Source passage: Begin

Rishi Sunak has to step in and help struggling pubs to avoid mental health epidemic

Pubs are in the midst of a crisis owing to sky-high energy bills and consumers spending less.

Whatever your views on the monarchy, King Charles III’s Coronation is likely to have been the UK’s biggest spectacle of 2023. While the Royal Family will be hoping it improves its standing amongst the public, the nation’s pubs have also been hoping for a boost.

As NationalWorld reported on Friday (5 May), they are in the midst of a crisis owing to sky-high energy bills and consumers spending less. Although the pub sector was hoping for a big windfall from the Coronation weekend, publicans told us any sales boost would not be enough on its own to save them.

The situation has come to a head as the government made its Energy Bill Relief Scheme (the business version of the Energy Price Guarantee) much less generous for most industries in April. It has left many pubs with energy costs that are well above current market rates given they had to enter fixed contracts to take advantage of the scheme, which was launched by Liz Truss in September 2022.

Even before the scheme ended, pubs were closing at a rapid rate. Research by trade body the British Beer and Pub Association (BBPA) found there had been 153 permanent closures between January and March 2023 - a rate of nearly 12 shutterings a week. It seems probable that this rate has only increased since April.

Source passage: End
Supplied data: Begin

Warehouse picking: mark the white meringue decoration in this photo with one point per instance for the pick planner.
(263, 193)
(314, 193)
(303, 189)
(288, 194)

Supplied data: End

## Assigned task
Summarize the text about struggling pubs in two sentences.

## Written solution
Pubs face a crisis caused by sky-high energy bills and lower consumer spending, and publicans said any sales boost from the Coronation weekend would not be enough on its own to save them. In April the government made its Energy Bill Relief Scheme much less generous, leaving many pubs on fixed contracts with energy costs well above current market rates, and even before then the BBPA had counted 153 permanent closures between January and March 2023.